### [GOAL OF THE EXERCISE]
Reproduce the records starting at the line that contains "Roadside-survey request: point out the shop" and running to the last line, exactly and in full.

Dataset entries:
──────────

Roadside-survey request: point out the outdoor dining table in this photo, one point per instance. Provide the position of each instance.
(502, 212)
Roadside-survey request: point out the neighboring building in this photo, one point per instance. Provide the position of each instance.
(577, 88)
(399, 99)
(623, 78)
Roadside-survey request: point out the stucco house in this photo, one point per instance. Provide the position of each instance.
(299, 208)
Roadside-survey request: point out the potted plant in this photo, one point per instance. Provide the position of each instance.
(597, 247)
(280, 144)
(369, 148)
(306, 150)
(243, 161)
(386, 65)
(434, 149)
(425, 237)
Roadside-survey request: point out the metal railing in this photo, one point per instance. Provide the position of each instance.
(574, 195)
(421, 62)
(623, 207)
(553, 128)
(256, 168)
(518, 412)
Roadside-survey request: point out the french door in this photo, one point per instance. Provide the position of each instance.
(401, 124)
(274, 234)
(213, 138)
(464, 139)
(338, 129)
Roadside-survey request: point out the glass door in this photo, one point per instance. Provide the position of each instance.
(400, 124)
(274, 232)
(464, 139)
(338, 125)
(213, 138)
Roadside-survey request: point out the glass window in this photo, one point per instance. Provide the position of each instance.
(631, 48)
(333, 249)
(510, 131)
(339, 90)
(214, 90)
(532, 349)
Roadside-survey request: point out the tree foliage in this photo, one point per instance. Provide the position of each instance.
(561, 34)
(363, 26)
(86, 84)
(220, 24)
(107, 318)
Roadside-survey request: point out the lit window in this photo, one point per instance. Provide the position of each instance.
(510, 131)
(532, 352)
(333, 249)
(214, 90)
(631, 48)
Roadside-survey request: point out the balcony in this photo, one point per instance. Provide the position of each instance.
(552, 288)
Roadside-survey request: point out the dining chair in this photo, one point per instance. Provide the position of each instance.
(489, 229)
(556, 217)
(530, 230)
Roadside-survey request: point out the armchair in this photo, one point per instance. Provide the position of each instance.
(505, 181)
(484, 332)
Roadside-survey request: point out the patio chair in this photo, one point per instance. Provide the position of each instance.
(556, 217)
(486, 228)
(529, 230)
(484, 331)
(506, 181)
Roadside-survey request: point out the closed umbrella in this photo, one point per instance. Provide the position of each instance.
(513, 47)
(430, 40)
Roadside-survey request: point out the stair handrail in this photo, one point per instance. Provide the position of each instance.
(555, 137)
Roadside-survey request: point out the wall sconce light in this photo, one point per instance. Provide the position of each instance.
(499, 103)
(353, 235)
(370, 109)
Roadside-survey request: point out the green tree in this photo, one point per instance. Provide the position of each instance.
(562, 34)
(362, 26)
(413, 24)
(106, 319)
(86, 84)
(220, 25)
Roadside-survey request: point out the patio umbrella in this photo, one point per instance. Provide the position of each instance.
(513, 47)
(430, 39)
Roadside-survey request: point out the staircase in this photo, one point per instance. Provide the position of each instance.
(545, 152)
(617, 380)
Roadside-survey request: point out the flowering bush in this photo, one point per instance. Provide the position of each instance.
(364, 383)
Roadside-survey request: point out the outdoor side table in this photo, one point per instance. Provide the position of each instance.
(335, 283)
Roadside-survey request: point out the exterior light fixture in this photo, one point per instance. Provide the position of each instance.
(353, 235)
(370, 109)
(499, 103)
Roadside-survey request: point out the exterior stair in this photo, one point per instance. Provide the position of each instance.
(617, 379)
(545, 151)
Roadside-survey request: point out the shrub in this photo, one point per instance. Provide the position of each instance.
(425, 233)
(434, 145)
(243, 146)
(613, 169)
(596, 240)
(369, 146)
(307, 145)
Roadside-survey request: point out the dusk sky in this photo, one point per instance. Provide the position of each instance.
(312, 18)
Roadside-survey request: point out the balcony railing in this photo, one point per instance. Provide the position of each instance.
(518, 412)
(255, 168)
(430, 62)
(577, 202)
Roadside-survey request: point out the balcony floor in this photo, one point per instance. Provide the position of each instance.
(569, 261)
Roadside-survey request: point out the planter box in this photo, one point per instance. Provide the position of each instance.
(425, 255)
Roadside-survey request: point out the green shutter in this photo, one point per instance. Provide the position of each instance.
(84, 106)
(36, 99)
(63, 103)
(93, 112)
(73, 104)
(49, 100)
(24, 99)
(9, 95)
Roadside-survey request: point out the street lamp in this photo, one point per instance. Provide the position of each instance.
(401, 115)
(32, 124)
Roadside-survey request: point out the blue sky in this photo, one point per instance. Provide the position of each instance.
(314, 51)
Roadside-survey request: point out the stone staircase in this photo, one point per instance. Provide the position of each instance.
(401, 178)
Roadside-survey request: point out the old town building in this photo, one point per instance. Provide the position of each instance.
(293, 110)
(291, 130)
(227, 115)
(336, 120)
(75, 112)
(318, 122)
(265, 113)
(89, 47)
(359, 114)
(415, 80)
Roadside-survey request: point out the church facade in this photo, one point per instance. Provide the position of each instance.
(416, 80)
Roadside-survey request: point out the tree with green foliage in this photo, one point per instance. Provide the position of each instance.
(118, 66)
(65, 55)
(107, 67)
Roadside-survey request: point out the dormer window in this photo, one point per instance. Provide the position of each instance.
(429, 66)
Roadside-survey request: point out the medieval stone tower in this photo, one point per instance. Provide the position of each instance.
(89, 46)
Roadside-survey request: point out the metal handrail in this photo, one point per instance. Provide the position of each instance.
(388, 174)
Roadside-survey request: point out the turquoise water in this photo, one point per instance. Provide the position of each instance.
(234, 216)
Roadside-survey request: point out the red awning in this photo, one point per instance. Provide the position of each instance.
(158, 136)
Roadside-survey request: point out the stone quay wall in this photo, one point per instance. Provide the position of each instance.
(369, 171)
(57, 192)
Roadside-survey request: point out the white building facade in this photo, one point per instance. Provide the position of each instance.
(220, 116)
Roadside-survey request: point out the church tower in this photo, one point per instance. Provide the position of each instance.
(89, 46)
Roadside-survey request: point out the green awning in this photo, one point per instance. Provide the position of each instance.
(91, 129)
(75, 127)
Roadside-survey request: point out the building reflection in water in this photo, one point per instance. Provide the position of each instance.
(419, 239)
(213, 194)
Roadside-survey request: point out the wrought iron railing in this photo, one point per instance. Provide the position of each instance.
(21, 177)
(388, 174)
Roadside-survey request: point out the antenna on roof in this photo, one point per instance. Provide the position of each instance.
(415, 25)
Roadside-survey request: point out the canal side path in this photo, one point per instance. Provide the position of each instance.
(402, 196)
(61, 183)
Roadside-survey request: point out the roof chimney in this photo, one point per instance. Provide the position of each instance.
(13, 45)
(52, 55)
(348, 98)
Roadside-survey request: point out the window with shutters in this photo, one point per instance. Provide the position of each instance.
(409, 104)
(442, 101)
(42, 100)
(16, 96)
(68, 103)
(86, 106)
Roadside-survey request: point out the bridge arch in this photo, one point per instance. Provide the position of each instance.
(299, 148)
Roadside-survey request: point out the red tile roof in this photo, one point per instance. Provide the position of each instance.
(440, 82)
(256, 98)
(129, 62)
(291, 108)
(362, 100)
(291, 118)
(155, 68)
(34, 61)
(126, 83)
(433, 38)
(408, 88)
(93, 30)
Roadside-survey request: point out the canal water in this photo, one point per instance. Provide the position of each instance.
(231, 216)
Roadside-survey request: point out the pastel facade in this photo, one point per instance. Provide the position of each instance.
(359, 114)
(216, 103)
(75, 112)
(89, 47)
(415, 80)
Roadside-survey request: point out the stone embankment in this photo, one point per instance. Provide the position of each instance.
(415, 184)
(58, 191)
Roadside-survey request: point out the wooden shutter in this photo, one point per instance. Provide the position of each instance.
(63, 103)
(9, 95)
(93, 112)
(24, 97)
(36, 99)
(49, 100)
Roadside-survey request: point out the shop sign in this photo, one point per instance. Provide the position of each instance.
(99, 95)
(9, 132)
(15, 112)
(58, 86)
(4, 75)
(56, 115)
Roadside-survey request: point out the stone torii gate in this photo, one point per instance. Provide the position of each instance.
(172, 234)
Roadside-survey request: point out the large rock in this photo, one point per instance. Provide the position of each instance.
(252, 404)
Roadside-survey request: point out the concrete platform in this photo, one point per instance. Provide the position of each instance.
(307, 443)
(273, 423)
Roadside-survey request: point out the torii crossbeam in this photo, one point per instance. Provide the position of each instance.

──────────

### [TASK SOLUTION]
Roadside-survey request: point out the shop sign in this photo, one point per instance. Provide the position of each instance.
(99, 95)
(9, 132)
(15, 112)
(58, 86)
(4, 75)
(56, 115)
Roadside-survey request: point out the stone torii gate in this photo, one point per instance. Provide the position of each instance.
(172, 234)
Roadside-survey request: point out the large rock in this photo, one point per instance. Provide the position of each instance.
(252, 404)
Roadside-survey request: point out the concrete platform in this photo, one point per instance. Provide the position of each instance.
(307, 443)
(273, 423)
Roadside-survey request: point out the torii crossbeam in this photo, one point per instance. Provide the position of each instance.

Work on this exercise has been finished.